_Consigna_:
Por favor, devuelve sin ningún cambio solo el tramo que empieza con la línea que contiene "Provide the polygon of every instance of the rock." y termina con la línea que contiene "Segment each instance of the rock.", ambas incluidas.

_Entradas de datos_:
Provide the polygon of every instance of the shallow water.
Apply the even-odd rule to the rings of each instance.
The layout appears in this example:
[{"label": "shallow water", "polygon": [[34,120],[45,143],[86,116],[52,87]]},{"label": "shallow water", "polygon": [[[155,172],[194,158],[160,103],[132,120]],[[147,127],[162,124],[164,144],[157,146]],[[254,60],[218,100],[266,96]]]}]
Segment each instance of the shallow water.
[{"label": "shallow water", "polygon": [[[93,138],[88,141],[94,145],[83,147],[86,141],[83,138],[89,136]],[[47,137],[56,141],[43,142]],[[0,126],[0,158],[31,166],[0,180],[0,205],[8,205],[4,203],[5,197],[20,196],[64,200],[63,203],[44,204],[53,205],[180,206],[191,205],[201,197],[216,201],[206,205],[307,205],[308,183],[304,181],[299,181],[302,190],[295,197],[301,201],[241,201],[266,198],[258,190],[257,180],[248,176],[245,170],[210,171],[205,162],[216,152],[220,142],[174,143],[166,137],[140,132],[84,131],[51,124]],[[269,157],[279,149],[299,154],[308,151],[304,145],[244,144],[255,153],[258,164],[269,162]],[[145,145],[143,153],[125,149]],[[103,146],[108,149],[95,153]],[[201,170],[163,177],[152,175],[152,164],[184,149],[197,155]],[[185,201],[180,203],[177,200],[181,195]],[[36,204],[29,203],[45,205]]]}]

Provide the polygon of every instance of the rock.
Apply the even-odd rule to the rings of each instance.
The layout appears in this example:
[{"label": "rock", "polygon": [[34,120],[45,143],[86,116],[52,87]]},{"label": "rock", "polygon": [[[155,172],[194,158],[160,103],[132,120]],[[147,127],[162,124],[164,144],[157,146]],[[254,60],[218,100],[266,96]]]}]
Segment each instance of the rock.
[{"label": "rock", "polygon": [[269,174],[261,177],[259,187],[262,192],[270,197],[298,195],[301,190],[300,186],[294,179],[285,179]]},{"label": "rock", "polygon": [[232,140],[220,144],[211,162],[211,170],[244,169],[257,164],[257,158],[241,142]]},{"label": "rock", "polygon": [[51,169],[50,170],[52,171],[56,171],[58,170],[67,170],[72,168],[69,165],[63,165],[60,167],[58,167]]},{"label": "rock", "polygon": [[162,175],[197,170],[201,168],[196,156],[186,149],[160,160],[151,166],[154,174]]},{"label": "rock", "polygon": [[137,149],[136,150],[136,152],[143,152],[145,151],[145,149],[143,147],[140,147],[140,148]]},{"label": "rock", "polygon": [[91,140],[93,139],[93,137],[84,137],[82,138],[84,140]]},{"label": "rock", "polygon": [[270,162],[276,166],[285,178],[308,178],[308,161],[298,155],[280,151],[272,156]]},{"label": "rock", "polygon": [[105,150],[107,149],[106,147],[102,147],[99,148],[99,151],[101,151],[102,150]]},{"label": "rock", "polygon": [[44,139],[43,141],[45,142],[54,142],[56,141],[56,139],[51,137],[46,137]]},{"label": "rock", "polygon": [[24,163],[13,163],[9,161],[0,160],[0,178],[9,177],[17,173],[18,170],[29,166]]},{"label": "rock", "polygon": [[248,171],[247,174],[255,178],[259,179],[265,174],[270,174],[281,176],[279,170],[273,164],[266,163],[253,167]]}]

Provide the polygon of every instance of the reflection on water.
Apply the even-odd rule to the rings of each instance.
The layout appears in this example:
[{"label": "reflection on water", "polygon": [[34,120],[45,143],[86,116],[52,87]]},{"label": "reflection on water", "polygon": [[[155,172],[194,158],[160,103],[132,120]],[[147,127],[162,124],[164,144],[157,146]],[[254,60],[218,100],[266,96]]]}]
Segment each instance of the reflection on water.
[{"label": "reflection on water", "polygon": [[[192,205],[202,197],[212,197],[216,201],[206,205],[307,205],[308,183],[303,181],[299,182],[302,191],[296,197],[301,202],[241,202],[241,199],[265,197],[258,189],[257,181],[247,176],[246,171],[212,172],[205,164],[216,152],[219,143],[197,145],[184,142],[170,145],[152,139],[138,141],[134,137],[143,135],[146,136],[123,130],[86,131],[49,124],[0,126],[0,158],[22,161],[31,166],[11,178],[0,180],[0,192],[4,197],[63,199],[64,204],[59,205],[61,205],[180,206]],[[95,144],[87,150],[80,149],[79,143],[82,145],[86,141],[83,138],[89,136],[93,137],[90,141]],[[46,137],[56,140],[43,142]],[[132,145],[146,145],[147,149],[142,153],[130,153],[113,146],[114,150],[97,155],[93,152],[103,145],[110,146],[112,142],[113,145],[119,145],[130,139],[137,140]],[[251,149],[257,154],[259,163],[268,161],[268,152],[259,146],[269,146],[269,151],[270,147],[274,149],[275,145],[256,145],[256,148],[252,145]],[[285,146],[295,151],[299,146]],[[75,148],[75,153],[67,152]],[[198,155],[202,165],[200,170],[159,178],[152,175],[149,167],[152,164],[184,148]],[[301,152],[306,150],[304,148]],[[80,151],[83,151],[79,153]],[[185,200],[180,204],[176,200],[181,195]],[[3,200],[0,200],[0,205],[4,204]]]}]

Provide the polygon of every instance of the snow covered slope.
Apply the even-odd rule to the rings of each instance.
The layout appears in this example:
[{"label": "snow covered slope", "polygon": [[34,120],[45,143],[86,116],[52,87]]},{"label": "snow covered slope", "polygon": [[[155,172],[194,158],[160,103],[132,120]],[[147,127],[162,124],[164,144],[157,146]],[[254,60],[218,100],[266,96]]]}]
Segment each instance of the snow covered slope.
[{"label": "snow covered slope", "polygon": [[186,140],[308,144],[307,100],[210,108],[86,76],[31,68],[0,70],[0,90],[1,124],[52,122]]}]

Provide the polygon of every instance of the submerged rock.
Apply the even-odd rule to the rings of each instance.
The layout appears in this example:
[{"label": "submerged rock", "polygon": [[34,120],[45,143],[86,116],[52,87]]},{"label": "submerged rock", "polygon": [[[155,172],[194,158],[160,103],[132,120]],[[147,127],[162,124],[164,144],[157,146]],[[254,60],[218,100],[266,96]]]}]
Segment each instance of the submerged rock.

--

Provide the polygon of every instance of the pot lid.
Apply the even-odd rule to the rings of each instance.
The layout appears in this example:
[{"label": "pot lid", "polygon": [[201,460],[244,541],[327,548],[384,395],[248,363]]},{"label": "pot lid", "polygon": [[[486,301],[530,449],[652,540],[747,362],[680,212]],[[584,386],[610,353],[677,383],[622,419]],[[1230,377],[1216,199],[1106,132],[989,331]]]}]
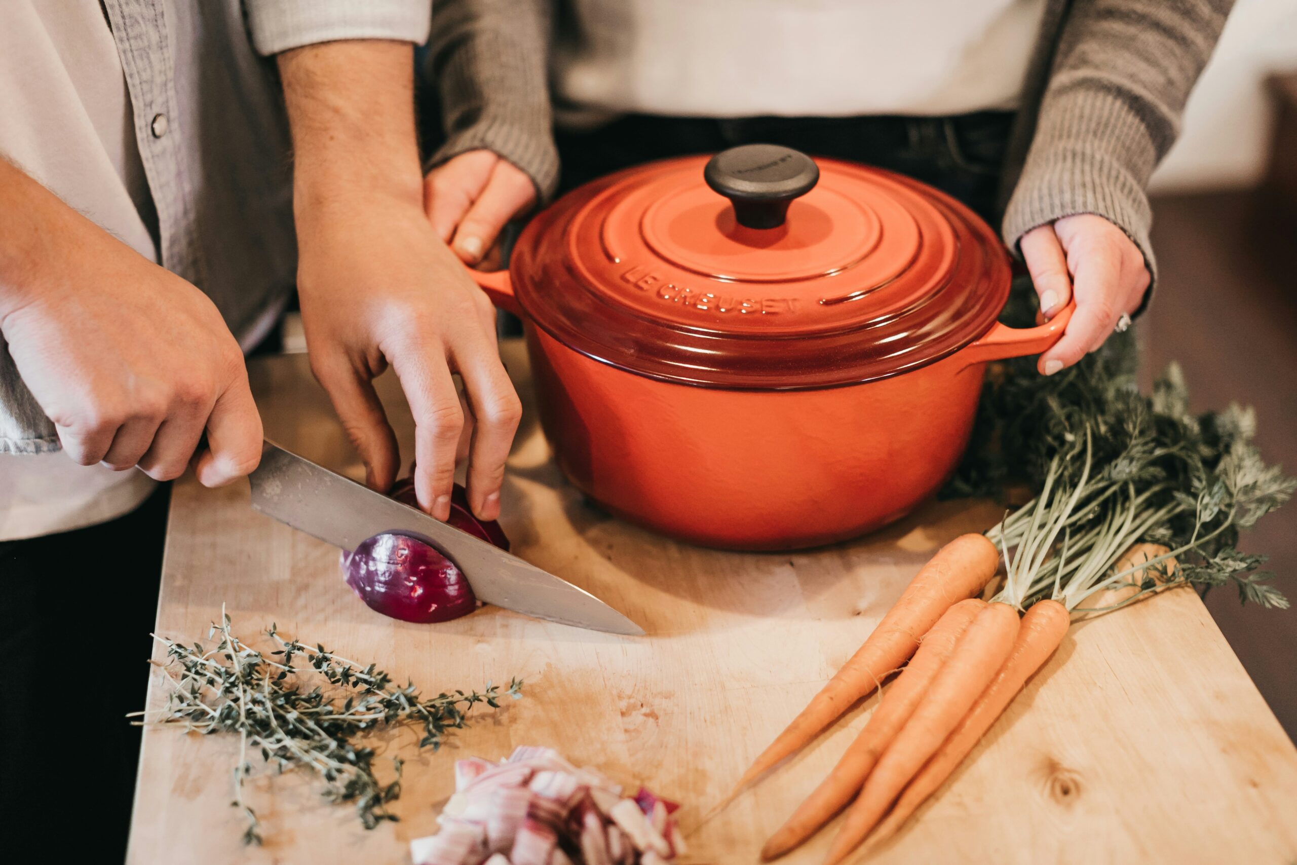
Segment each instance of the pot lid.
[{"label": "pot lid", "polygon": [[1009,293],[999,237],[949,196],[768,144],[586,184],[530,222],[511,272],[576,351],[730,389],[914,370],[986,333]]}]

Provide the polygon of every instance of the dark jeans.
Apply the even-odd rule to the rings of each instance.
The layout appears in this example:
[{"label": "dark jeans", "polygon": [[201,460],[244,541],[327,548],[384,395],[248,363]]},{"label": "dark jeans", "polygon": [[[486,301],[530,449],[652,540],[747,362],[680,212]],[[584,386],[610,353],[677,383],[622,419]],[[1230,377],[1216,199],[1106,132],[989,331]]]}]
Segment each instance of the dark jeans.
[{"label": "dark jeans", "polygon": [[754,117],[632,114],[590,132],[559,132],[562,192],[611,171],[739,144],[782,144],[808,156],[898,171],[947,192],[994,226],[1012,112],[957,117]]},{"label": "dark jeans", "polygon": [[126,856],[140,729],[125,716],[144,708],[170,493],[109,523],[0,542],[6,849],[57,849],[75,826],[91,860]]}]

_Solución desarrollada_:
Provide the polygon of every instance of the rock.
Apply the even-odd rule to the rings of each instance.
The layout appears in this example:
[{"label": "rock", "polygon": [[34,120],[45,143],[86,116],[52,87]]},{"label": "rock", "polygon": [[[155,172],[194,158],[160,103],[132,120]],[[147,127],[162,124],[164,144],[157,146]],[[254,60],[218,100],[266,96]]]}]
Segment each instance of the rock.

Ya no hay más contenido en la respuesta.